◆ EXERCISE DIRECTIONS: Rewrite every line from the one containing "If you could point to the green hillside" through the last line of the items, and increase each x and y coordinate in the answers by 27. Leave all other wording as it is, and give only those lines.

----------------------------------------

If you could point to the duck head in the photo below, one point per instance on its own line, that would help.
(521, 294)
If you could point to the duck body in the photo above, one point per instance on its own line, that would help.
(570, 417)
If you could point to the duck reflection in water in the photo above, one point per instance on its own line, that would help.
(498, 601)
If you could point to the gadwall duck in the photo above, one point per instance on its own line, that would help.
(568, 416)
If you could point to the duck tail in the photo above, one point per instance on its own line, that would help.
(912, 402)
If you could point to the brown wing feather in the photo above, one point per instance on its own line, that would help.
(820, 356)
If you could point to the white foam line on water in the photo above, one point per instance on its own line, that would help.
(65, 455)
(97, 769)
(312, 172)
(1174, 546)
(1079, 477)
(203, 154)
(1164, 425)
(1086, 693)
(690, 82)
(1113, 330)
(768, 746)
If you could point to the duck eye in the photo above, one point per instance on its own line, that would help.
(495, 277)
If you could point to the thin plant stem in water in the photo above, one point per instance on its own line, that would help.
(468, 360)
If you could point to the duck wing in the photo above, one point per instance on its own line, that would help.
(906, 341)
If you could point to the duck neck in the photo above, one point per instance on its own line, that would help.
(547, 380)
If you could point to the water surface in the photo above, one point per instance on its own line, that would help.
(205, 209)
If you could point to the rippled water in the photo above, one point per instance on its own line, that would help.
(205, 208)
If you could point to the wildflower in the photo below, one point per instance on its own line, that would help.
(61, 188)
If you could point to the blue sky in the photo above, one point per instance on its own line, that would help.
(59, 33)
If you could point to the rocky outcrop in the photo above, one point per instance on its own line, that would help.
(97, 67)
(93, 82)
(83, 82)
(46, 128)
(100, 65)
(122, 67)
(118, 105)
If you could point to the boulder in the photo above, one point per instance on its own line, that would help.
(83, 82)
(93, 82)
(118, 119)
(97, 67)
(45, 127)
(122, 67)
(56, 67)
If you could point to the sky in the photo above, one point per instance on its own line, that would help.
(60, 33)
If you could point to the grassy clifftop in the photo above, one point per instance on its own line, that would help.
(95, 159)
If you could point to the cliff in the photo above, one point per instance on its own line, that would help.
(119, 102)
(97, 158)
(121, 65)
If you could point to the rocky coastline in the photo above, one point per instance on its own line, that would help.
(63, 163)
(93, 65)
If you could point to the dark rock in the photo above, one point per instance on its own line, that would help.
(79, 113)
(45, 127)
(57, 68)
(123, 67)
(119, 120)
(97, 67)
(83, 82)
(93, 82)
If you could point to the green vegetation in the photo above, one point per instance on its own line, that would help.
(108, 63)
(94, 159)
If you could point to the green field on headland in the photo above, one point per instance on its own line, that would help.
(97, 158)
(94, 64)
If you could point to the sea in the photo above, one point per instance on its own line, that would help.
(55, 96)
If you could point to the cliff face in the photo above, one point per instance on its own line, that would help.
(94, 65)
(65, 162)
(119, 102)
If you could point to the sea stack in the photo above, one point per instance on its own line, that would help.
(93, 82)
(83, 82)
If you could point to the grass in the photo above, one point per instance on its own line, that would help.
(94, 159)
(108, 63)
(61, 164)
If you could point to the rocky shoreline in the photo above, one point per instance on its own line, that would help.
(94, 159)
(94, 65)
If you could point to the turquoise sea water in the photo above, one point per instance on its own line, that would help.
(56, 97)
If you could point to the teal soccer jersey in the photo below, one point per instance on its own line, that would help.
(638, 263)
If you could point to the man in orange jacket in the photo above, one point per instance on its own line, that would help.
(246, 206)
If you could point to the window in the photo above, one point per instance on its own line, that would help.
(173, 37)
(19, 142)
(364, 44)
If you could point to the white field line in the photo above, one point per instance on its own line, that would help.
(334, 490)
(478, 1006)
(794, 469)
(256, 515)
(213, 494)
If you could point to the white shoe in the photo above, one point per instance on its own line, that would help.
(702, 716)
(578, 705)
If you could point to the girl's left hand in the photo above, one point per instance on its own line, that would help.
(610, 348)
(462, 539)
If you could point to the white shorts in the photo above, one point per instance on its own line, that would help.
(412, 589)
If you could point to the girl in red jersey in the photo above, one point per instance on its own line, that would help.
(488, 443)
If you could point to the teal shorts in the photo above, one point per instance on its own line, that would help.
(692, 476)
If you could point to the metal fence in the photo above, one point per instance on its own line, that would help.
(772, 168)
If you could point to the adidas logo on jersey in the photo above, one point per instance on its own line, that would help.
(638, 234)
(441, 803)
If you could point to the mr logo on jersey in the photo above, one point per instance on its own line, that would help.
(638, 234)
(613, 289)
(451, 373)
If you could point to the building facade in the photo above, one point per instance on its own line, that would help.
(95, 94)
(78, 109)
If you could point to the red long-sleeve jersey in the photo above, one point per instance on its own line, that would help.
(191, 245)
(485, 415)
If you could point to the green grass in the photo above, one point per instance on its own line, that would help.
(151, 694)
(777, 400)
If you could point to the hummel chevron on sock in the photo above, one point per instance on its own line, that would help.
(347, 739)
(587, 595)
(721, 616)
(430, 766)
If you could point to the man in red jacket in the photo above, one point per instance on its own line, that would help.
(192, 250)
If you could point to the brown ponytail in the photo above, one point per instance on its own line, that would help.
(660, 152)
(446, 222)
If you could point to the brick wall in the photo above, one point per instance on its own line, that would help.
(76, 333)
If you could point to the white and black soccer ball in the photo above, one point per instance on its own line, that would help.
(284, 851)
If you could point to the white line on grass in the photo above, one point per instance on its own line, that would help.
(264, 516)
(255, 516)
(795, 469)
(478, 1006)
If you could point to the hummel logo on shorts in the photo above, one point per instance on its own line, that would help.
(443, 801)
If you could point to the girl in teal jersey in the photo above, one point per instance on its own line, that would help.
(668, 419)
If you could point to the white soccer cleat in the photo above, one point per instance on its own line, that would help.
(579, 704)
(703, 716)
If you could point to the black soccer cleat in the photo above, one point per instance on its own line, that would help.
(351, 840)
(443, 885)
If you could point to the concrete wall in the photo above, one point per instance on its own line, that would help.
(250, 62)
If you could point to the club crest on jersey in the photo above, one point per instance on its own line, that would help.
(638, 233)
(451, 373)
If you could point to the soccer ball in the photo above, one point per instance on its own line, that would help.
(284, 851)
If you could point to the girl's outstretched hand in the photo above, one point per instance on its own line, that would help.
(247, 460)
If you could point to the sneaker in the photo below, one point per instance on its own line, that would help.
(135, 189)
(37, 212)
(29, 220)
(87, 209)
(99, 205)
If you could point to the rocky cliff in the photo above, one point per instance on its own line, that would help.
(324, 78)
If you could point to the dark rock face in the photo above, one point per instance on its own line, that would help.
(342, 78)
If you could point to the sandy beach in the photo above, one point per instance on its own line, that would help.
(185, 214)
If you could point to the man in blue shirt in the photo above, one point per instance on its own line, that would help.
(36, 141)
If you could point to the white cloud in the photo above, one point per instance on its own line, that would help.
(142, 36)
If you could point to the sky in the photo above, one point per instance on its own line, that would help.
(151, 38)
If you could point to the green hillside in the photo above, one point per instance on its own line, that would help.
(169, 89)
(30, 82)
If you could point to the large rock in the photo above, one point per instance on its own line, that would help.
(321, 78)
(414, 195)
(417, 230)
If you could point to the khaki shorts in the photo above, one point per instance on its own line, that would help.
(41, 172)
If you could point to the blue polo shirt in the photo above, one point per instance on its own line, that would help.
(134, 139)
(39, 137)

----------------------------------------

◆ COMPLETED EXERCISE:
If you could point to the green hillside in the photo above, one point per instance on its own line, that would help.
(196, 116)
(57, 109)
If you could point to the large rock in the photo above, one point per instance on its own line, that would help.
(348, 105)
(441, 222)
(444, 257)
If you could point to the khaki shorts in the photo above, one point per instance on its own line, that would help.
(68, 199)
If you could point to the blue polo shirt in the photo above, one point per instance on its own line, that would help.
(161, 166)
(66, 164)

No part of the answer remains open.